Create a scraper on morph.io that, for each NSW fire area, collects:
- the name of the area
- fire danger level and total fire bans for today and tomorrow
- the list of councils effected
Set the scraper to run every day.
Create a scraper that collects bills introduced into NSW Parliament. Collect every bill introduced since 1997. For each bill collect the:
- bill’s name
- URL for the bill on parliament.nsw.gov.au
- the house the bill originated in
Set the scraper to run every day so that it stays up to date.
- Mechanize - http://mechanize.rubyforge.org/Mechanize.html
- Nokogiri - http://www.rubydoc.info/github/sparklemotion/nokogiri/
- morph.io docs - https://morph.io/documentation
- Useful Ruby bits:
- Ruby Regular Expressions - http://rubular.com/
- Get help with scraping at the morph.io help forum - https://help.morph.io/
Clone your scraper to your local machine:
git clone https://github.com/morph-test-scrapers/australian_federal_members_of_parliament_tutorial.git
Check and install any missing dependencies:
bundle
Start IRB session:
bundle exec irb
Run your scraper on your local machine
bundle exec ruby scraper.rb
Make the Mechanize and ScraperWiki libraries available:
require 'scraperwiki'
require 'mechanize'
Get the page to scrape using Mechanize:
agent = Mechanize.new
page = agent.get('https://www.yourpageurl.org.au/')

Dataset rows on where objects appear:
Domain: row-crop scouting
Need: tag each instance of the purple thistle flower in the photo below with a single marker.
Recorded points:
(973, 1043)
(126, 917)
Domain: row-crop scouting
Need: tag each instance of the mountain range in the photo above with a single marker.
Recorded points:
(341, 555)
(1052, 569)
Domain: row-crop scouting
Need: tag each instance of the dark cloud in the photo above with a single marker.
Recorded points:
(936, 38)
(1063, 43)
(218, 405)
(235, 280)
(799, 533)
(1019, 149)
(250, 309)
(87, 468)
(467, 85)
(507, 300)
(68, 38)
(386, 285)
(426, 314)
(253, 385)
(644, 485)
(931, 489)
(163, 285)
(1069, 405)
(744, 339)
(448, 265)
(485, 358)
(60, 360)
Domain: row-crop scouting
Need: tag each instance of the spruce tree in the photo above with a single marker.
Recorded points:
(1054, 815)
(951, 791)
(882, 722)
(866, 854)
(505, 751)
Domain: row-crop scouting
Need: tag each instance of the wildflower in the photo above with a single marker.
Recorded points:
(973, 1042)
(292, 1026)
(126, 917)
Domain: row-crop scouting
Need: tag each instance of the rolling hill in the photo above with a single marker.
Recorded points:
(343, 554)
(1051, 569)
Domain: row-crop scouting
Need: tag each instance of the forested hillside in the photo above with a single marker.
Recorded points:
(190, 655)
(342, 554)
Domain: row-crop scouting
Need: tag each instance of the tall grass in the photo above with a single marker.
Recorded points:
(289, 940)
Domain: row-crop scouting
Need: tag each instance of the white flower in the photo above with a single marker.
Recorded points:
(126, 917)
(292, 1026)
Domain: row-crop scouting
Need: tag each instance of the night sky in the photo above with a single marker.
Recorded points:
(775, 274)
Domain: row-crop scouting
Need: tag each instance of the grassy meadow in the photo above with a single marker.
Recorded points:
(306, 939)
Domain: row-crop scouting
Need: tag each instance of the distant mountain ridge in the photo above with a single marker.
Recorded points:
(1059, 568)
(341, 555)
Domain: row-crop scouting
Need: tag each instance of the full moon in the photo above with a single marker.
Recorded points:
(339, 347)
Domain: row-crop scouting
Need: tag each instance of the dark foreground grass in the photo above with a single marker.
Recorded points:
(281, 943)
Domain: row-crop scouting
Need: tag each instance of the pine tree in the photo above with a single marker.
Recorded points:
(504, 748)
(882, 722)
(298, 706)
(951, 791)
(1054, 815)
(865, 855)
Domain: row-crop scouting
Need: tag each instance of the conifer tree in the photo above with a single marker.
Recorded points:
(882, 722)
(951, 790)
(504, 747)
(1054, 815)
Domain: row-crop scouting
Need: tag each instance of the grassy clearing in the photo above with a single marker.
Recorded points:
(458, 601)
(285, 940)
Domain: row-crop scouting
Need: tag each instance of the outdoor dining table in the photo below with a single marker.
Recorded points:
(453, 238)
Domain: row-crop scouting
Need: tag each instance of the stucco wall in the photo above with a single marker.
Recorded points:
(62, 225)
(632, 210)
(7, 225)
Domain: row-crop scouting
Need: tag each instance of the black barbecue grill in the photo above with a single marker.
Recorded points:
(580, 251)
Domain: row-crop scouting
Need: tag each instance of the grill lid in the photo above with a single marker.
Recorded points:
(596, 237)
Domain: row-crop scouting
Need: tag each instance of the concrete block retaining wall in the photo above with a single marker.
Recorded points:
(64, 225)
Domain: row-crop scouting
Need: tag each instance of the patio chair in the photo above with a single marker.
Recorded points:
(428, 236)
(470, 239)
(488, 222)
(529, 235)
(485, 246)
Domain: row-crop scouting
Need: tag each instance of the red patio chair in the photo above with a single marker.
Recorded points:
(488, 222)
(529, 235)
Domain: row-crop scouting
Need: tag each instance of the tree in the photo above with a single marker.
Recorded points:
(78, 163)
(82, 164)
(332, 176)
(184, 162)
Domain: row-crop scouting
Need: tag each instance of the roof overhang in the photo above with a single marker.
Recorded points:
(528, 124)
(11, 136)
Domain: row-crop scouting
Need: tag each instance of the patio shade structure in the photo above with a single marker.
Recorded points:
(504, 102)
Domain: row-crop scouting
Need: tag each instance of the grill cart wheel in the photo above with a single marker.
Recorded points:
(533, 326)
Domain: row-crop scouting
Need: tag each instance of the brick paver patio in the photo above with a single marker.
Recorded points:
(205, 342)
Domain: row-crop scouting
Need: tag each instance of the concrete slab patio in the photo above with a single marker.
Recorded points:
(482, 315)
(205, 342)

**YOUR TASKS:**
(A) Decide whether each statement agrees with the morph.io scraping guide. Give yes or no, plus the exact words from the guide that decide it.
(i) The scraper for NSW Parliament should collect every bill introduced since 1997.
(ii) The scraper for NSW fire areas should run once a week.
(iii) An IRB session is started with the command "bundle exec ruby scraper.rb".
(B) Pick up the morph.io scraping guide right after its last line and write what comes next.
The items have no connection to the morph.io scraping guide.

**ANSWERS PER TASK:**
(A)
(i) Yes: "Collect every bill introduced since 1997."
(ii) No: "Set the scraper to run every day."
(iii) No: "Start IRB session: bundle exec irb"

(B)
Return an element from the page using .at():
page.at(:h1)
Return an Array of elements using .search():
page.search(:h2)
Get the text from an element:
page.at(:h1).text
Get the value of an attribute on an element:
page.at(:img).attr('src')
Assign data to an Object:
record = {
name: page.at(:h1).text,
url: page.at(:h1).at(:a)[:href]
}
Save the record you've collected:
ScraperWiki.save_sqlite([:url], record)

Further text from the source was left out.